Please reproduce every line of the material below word for word, from the first line to the last.

>> begin Entries supplied

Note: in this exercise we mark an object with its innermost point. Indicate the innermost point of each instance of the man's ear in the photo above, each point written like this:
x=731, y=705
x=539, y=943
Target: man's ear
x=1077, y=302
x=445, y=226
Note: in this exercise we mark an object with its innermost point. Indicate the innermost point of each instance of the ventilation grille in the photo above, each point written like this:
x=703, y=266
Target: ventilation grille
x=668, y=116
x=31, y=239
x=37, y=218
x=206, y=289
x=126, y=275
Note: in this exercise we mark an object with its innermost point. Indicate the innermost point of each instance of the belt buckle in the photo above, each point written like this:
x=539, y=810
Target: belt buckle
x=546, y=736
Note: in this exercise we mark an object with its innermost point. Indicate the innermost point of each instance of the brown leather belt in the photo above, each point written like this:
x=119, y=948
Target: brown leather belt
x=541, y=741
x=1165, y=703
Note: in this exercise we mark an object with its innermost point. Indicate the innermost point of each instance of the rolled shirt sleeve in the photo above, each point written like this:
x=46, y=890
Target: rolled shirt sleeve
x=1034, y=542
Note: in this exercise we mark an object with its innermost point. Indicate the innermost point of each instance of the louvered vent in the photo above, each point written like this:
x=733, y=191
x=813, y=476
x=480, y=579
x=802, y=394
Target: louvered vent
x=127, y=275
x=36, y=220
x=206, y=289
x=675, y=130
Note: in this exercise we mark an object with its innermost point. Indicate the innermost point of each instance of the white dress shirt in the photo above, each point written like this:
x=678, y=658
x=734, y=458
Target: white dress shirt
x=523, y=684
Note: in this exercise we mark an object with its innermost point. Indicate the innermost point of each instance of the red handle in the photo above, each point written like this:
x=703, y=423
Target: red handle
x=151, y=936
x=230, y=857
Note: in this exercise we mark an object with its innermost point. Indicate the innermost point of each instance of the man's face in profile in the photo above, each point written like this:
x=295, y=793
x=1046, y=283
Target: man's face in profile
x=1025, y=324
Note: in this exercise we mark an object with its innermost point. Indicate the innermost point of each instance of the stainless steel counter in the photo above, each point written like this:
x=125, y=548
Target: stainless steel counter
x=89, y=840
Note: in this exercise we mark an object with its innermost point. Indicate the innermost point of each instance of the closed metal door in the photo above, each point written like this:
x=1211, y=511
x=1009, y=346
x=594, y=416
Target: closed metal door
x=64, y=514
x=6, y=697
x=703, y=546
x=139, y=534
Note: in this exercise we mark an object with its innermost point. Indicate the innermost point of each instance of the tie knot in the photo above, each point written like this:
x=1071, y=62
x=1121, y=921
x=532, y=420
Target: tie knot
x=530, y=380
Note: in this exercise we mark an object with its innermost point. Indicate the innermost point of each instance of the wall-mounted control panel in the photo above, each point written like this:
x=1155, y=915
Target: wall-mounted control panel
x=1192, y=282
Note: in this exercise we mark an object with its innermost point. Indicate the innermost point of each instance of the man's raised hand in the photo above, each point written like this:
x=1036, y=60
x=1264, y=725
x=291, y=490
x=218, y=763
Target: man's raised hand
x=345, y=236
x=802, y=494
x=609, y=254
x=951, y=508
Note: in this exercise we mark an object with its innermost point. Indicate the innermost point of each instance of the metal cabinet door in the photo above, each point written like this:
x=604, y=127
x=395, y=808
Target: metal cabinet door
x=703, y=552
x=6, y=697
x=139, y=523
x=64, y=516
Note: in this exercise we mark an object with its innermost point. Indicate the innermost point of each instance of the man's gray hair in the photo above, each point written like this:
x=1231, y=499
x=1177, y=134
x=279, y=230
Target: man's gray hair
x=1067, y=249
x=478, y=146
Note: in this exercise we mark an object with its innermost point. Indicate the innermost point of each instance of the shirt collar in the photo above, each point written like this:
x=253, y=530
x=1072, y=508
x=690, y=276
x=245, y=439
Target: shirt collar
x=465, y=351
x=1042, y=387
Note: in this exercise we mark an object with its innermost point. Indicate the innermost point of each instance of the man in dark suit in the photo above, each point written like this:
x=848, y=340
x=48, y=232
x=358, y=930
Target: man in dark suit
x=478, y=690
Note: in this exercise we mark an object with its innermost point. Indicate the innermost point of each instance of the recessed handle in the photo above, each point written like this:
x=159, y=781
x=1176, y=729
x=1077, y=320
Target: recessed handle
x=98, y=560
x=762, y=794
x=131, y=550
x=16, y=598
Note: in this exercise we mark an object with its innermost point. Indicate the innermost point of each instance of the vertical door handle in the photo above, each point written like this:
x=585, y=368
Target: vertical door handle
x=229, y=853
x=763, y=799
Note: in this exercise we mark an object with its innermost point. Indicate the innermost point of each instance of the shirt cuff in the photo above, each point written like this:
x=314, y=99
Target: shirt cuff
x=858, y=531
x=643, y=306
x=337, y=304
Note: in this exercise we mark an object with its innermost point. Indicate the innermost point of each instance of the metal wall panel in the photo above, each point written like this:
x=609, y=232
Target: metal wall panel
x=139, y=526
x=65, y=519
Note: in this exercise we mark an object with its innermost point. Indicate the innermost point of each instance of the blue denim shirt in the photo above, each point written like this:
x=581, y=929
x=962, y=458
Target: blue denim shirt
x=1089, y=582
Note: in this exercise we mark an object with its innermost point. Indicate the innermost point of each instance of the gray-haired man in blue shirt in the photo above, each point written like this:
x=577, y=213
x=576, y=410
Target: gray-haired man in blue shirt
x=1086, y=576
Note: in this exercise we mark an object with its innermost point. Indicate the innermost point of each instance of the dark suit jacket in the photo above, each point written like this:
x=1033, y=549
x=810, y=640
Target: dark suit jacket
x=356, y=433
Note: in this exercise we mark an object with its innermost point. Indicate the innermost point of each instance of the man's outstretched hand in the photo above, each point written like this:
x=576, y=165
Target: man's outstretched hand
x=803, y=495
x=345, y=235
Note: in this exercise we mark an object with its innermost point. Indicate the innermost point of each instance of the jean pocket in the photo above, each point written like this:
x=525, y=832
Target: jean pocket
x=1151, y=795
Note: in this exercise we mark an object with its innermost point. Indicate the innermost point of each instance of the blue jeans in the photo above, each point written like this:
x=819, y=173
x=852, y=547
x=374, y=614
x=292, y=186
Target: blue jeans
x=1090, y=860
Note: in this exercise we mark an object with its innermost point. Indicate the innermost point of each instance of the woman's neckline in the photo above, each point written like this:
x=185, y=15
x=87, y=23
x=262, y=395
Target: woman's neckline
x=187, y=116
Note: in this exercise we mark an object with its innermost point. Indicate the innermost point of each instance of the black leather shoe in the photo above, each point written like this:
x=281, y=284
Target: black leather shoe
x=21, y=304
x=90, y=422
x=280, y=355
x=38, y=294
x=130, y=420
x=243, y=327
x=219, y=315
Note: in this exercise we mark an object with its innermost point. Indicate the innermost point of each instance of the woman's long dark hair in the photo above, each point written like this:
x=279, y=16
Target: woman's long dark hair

>> end Entries supplied

Solution
Note: in this exercise we mark an object with its innermost point. Indicate the innermost point of each instance of the man's ear in the photo above, each point written like this:
x=731, y=705
x=539, y=943
Target: man's ear
x=1077, y=302
x=445, y=226
Note: in this exercise we mark an object with its innermost point. Indicate the innermost point of each instance of the ventilation grille in the photo above, each point written like this:
x=703, y=266
Target: ventilation grille
x=668, y=116
x=31, y=239
x=37, y=218
x=206, y=289
x=126, y=275
Note: in this exercise we mark an object with its innermost point. Indicate the innermost point of each instance of the belt buckle in the photo above, each point written like this:
x=539, y=810
Target: belt buckle
x=546, y=736
Note: in this exercise we mark an object with its innermost point. Indicate the innermost point of each instance of the brown leather belt in the photo above, each point written like this:
x=119, y=948
Target: brown leather belt
x=541, y=741
x=1165, y=703
Note: in this exercise we mark an object with its innermost point. Indicate the innermost point of each instance of the rolled shirt sleeve in the photo above, each point written like this:
x=46, y=890
Target: rolled shirt sleeve
x=1034, y=542
Note: in this exercise we mark an object with its innermost point. Indicate the innermost point of each instance of the louvered vent in the photo above, each point written like this:
x=733, y=191
x=813, y=476
x=480, y=579
x=802, y=394
Target: louvered vent
x=127, y=275
x=36, y=220
x=206, y=289
x=675, y=130
Note: in this exercise we mark an object with its innermost point. Indicate the innermost point of each instance of the white dress shirt in the photo above, each point written like this:
x=678, y=658
x=734, y=458
Target: white dress shirt
x=523, y=684
Note: in this exercise we mark an object with its innermost point. Indicate the innermost point of each instance of the red handle in the photo above, each point written like this:
x=703, y=423
Target: red handle
x=151, y=936
x=230, y=857
Note: in this exercise we mark an object with its innermost point. Indicate the innermost point of each instance of the man's face in profile in the photo above, each point written like this:
x=295, y=793
x=1046, y=283
Target: man's face in profile
x=1025, y=324
Note: in this exercise we mark an object with its innermost point. Indicate the innermost point of each instance of the stainless steel counter in the photo above, each point written like this:
x=125, y=548
Target: stainless steel counter
x=89, y=840
Note: in this exercise we mark an object with its innermost point. Indicate the innermost point of each instance of the closed metal door in the photo above, each point written like this:
x=1211, y=511
x=1009, y=346
x=594, y=416
Target: closed metal door
x=64, y=514
x=6, y=697
x=703, y=546
x=139, y=534
Note: in this exercise we mark an object with its innermost point. Indicate the innermost point of each instance of the tie knot in the photo above, each point written like this:
x=1071, y=62
x=1121, y=921
x=532, y=420
Target: tie knot
x=530, y=380
Note: in this exercise we mark an object with its innermost point. Indicate the innermost point of each instance of the wall-mounted control panel in the photo above, each point written like this:
x=1155, y=915
Target: wall-mounted control panel
x=1192, y=282
Note: in this exercise we mark an object with its innermost point. Indicate the innermost point of each instance of the man's raised hand in the photo above, each point written like this:
x=1036, y=60
x=1264, y=725
x=291, y=490
x=218, y=763
Target: man's raised hand
x=345, y=236
x=802, y=494
x=609, y=254
x=951, y=508
Note: in this exercise we mark an object with its innermost point. Indicate the innermost point of each instance of the metal cabinet door in the photo above, each point written like this:
x=604, y=127
x=395, y=808
Target: metal cabinet door
x=703, y=552
x=6, y=697
x=139, y=523
x=64, y=516
Note: in this exercise we mark an object with its innermost point. Indicate the innermost point of each instance of the man's gray hair in the photo above, each point written like this:
x=1231, y=499
x=1177, y=134
x=279, y=230
Target: man's gray hair
x=1067, y=249
x=478, y=146
Note: in this exercise we mark an object with its innermost point. Indicate the innermost point of each instance of the shirt collar in the photo above, each point written like this:
x=253, y=530
x=1072, y=508
x=690, y=276
x=245, y=439
Target: shirt collar
x=465, y=351
x=1042, y=387
Note: in this exercise we mark an object with its innermost point. Indicate the innermost point of each instance of the man in dark suit in the photo above, each point written like this:
x=848, y=340
x=48, y=232
x=358, y=930
Target: man in dark suit
x=478, y=690
Note: in this exercise we mark an object with its innermost point. Indicate the innermost point of each instance of the recessed handle in the photo above, each point written like this:
x=159, y=781
x=1176, y=729
x=1077, y=320
Target: recessed handle
x=98, y=560
x=762, y=794
x=131, y=550
x=16, y=598
Note: in this exercise we mark an object with its innermost point. Indicate the innermost point of each instance of the vertical door handle in the photo above, each point written like this:
x=585, y=368
Target: vertical door handle
x=229, y=853
x=763, y=799
Note: in this exercise we mark an object with its innermost point. Indicate the innermost point of each instance of the shirt cuff in the photo above, each point written like this:
x=314, y=99
Target: shirt cuff
x=858, y=531
x=643, y=306
x=337, y=304
Note: in this exercise we mark an object with its innermost point. Indicate the innermost point of each instance of the metal wall panel in the photo above, each point written like this:
x=609, y=232
Target: metal wall panel
x=139, y=526
x=65, y=519
Note: in this exercise we mark an object with its innermost point. Indicate the innermost point of each instance of the blue denim shirt in the photo above, each point written like this:
x=581, y=929
x=962, y=458
Target: blue denim shirt
x=1089, y=582
Note: in this exercise we mark an object with its innermost point. Indicate the innermost point of each instance of the gray-haired man in blue shirt in the photo above, each point written like this:
x=577, y=213
x=576, y=410
Target: gray-haired man in blue shirt
x=1086, y=576
Note: in this exercise we mark an object with its innermost point. Indicate the innermost point of each instance of the dark suit jacket in the photo above, each point written like this:
x=1033, y=549
x=810, y=640
Target: dark suit jacket
x=356, y=433
Note: in this exercise we mark an object with its innermost point. Indicate the innermost point of each instance of the man's outstretched hand in the photo above, each point written like this:
x=576, y=165
Target: man's outstretched hand
x=803, y=495
x=345, y=235
Note: in this exercise we mark an object with its innermost point. Indicate the innermost point of each instance of the jean pocket in the photo above, each point written like this:
x=525, y=832
Target: jean pocket
x=1151, y=795
Note: in this exercise we mark an object with its innermost point. Indicate the innermost point of each instance of the blue jeans in the photo above, each point written like this:
x=819, y=173
x=852, y=547
x=374, y=614
x=292, y=186
Target: blue jeans
x=1090, y=860
Note: in this exercise we mark an object with its innermost point. Indicate the innermost point of each instance of the woman's neckline in the photo above, each point written like this:
x=185, y=15
x=87, y=23
x=262, y=395
Target: woman's neckline
x=187, y=116
Note: in this exercise we mark an object with its innermost point. Indicate the innermost point of each instance of the black leather shoe in the photo above, each point written like this:
x=281, y=284
Target: black leather shoe
x=21, y=304
x=90, y=422
x=280, y=355
x=38, y=294
x=130, y=420
x=243, y=327
x=219, y=315
Note: in this exercise we mark an object with its innermost point. Indicate the innermost point of each instance of the woman's long dark hair in the photo above, each point written like this:
x=279, y=16
Target: woman's long dark hair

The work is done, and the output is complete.